___ ARTICOLO ___

Truffa militare aggravata....
Truffa militare aggravata.
Cass. pen. Sez. I, Sent., (ud. 08-11-2017) 17-11-2017, n. 52616
REPUBBLICA ITALIANA
IN NOME DEL POPOLO ITALIANO
LA CORTE SUPREMA DI CASSAZIONE
SEZIONE PRIMA PENALE 
Composta dagli Ill.mi Sigg.ri Magistrati:
Dott. NOVIK Adet Toni - Presidente -
Dott. SIANI Vincenzo - Consigliere -
Dott. ROCCHI Giacomo - rel. Consigliere -
Dott. MAGI Raffaello - Consigliere -
Dott. CENTONZE Alessandro - Consigliere -
ha pronunciato la seguente:
SENTENZA
sul ricorso proposto da:
T.C., nato il (OMISSIS) a (OMISSIS);
avverso la sentenza del 20/12/2016 della CORTE MILITARE  APPELLO di ROMA;
visti gli atti, il provvedimento impugnato e il ricorso;
udita la relazione svolta dal Consigliere Dott. ROCCHI GIACOMO;
Udito il Pubblico Ministero, in persona del Sostituto Procuratore Dott. FLAMINI Luigi Maria, che ha concluso per l'inammissibilità del ricorso.

Svolgimento del processo

1. Con la sentenza indicata in epigrafe, la Corte  Militare  d'appello, in sede di rinvio a seguito dell'annullamento da parte di questa Corte, rideterminava la pena nei confronti di T.C. in ordine al reato di truffa  militare  aggravata commessa in danno di M.D., unico reato non estinto per prescrizione, in mesi sette di reclusione  militare  (pena base: mesi sei di reclusione, aumentata di un mese di reclusione per l'aggravante del grado); confermava la pena accessoria della rimozione dal grado nonchè i benefici della sospensione condizionale della pena e della non menzione della condanna.
Con la sentenza di annullamento, questa Corte aveva rigettato le questioni di merito relative a tale truffa, annullando senza rinvio le condanna per altri reati e rinviando alla Corte territoriale per la rideterminazione della pena.
2. Ricorre per cassazione il difensore di T.C., deducendo violazione degli artt. 606, 597, 627 e 628 cod. proc. pen..
La Corte di rinvio aveva determinato la pena in mesi sette di reclusione  militare  benchè con la precedente sentenza di appello per lo stesso reato fosse stato calcolato un aumento della pena di mesi uno di reclusione per la continuazione con altro reato poi dichiarato estinto per prescrizione.
Pertanto la pena non poteva essere superiore a mesi due di reclusione (pena base: mesi uno di reclusione aumentata di un mese di reclusione per il grado).
In un secondo motivo il ricorrente deduce violazione dell'art. 29 c.p.m.p..
Essendo stata inflitta una pena inferiore ad un anno di reclusione non poteva essere adottata la sanzione della rimozione dal grado. 

Motivi della decisione

1. Il primo motivo di ricorso è manifestamente infondato.

___ VOCI DEI DATI ___

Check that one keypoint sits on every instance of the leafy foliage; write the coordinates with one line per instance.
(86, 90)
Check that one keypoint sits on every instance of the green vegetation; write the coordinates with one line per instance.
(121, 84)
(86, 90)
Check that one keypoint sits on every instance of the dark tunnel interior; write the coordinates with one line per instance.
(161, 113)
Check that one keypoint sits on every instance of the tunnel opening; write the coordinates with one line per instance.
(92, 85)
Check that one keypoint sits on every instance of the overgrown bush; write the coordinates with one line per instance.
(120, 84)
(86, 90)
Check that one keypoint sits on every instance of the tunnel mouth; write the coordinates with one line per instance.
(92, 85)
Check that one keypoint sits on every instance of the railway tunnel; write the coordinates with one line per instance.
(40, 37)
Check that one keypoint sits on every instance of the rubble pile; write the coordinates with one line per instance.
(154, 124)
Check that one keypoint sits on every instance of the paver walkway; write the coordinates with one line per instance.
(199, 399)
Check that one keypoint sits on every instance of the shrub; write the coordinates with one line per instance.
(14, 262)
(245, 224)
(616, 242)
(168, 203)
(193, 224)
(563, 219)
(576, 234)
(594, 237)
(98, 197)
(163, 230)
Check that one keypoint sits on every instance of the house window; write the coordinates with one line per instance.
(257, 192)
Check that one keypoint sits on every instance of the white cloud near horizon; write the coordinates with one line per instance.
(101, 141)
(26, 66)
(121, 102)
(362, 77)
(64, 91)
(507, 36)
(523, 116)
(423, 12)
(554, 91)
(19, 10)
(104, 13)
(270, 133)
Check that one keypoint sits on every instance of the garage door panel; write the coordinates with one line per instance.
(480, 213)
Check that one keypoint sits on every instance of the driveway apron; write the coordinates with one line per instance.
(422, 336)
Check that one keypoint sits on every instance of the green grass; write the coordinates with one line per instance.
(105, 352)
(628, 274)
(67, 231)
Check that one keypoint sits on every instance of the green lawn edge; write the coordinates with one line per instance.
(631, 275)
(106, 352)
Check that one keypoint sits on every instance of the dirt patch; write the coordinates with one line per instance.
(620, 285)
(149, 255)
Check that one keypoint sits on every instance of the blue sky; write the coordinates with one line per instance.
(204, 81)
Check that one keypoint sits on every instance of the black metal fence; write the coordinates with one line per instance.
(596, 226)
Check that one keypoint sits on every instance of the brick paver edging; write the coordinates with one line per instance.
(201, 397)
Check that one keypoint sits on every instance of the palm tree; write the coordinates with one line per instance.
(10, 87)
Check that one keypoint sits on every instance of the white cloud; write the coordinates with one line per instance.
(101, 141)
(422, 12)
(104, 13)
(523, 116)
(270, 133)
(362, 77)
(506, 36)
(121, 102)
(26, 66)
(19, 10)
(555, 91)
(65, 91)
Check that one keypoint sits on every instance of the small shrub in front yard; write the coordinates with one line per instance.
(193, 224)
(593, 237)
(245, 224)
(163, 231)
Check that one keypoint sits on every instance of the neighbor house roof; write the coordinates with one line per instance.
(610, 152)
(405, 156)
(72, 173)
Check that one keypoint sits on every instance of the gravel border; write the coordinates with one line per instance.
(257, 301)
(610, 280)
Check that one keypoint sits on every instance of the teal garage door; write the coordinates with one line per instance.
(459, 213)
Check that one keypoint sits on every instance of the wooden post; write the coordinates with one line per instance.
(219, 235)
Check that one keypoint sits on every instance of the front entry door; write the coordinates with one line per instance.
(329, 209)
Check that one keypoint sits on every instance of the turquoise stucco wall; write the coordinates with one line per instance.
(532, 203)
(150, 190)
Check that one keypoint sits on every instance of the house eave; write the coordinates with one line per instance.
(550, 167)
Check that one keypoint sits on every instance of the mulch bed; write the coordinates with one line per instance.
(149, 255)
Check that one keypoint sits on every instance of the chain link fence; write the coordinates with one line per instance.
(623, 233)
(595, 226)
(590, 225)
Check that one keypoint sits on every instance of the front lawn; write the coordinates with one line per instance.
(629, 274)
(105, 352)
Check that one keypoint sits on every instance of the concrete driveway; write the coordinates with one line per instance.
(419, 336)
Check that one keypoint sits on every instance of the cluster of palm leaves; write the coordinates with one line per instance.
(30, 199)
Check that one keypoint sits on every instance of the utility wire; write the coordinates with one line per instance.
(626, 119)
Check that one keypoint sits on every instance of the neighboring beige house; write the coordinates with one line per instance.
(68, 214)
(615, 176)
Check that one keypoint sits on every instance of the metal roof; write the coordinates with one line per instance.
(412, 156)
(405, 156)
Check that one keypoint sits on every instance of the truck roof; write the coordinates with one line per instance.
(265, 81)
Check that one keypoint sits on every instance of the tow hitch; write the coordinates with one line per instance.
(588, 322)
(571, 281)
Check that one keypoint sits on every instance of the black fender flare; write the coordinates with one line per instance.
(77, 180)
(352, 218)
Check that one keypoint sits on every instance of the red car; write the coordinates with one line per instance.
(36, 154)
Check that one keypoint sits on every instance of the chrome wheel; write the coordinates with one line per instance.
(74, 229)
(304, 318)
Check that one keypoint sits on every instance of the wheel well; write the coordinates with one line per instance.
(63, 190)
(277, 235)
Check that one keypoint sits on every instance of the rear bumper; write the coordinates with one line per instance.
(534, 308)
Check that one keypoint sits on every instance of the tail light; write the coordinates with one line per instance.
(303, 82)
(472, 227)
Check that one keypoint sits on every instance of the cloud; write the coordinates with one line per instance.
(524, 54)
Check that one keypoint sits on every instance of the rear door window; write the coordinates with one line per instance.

___

PARTI DELL'ESERCIZIO
A) Rispondi alle seguenti domande sulla sentenza per truffa militare aggravata.
(i) Quale consigliere ha svolto la relazione?
(ii) In quanti mesi di reclusione militare la Corte Militare d'appello ha rideterminato la pena?
(iii) Di quale articolo del c.p.m.p. il ricorrente deduce la violazione nel secondo motivo?
B) Spiega in una o due frasi perché, secondo il ricorrente, la pena per la truffa militare aggravata non poteva superare i due mesi di reclusione.
C) Riprendi la sentenza sulla truffa militare aggravata dal punto in cui si interrompe.

RISPOSTE
A)
(i) Il Dott. Rocchi Giacomo.
(ii) In sette mesi di reclusione militare.
(iii) Dell'art. 29 c.p.m.p.

B) Nella precedente sentenza d'appello, per quel reato era stato calcolato solo un aumento di un mese di reclusione per la continuazione con un altro reato, poi dichiarato estinto per prescrizione. Perciò la pena base doveva essere di un mese, a cui si aggiungeva un mese per l'aggravante del grado, per un massimo di due mesi.

C)
Il ricorrente fa leva sulla sentenza di annullamento di questa Corte, ritenendo che essa non avesse modificato la dosimetria della pena adottata dalla precedente sentenza di appello; al contrario, la Corte aveva annullato senza rinvio la condanna per il delitto che era stato ritenuto più grave tra quelli riuniti per continuazione e rimesso gli atti alla Corte  Militare  per la rideterminazione della pena: decisione che dimostra eloquentemente che nessuna irrevocabilità sul punto può dirsi raggiunta.
Il tema che viene posto, quindi, è quello della violazione dell'art. 597 cod. proc. pen. da parte del giudice di appello in sede di rinvio con riferimento alla pena stabilita dal giudice di primo grado.
Questa Corte ha affermato il principio secondo cui nel giudizio di appello, il divieto di reformatio in peius della sentenza impugnata dal solo imputato non riguarda unicamente l'entità complessiva della pena, ma tutti gli elementi autonomi che concorrono alla sua determinazione, per cui il giudice di appello, quando esclude uno dei reati in continuazione e per l'effetto infligge una sanzione inferiore a quella applicata in precedenza, non può fissare la pena base in misura superiore rispetto a quella determinata in primo grado (Sez. 2, n. 48259 del 23/09/2016 - dep. 15/11/2016, Pappalepore, Rv. 268636).
Tale principio non comporta affatto che il giudice dell'appello fosse vincolato a fissare la pena base per il reato residuo, dopo la declaratoria di estinzione per prescrizione di quello più grave, nella misura pari all'aumento per continuazione calcolato dal giudice di primo grado ma, piuttosto, che la pena base per il reato residuo non poteva superare quella calcolata dal giudice di primo grado per il reato poi dichiarato estinto per prescrizione.
Ciò non è avvenuto nel caso di specie: la pena base per la truffa ai danni di D. era stata fissata in mesi sette di reclusione  militare ; annullata senza rinvio la condanna in relazione a tale reato, la Corte di rinvio ha stabilito, per la truffa  militare  ai danni di M., la pena base di mesi sei di reclusione  militare .
2. Il secondo motivo di ricorso è manifestamente infondato, in quanto la questione dell'applicazione della pena accessoria della rimozione dal grado è coperta dal giudicato.
Questa Corte, con la sentenza del 15/3/2016, aveva rigettato il ricorso salvo che per la parte relativa alle truffe ai danni di D.L., estinte per prescrizione. La difesa di T. aveva formulato un motivo concernente la pena accessoria della rimozione dal grado, sia pure sotto il profilo della violazione del divieto di reformatio in peius da parte del giudice di appello, atteso che la pena accessoria era stata adottata d'ufficio dalla Corte  Militare di appello pur in assenza di impugnazione della sentenza di primo grado da parte del P.M..
Il motivo è stato rigettato con autonoma motivazione.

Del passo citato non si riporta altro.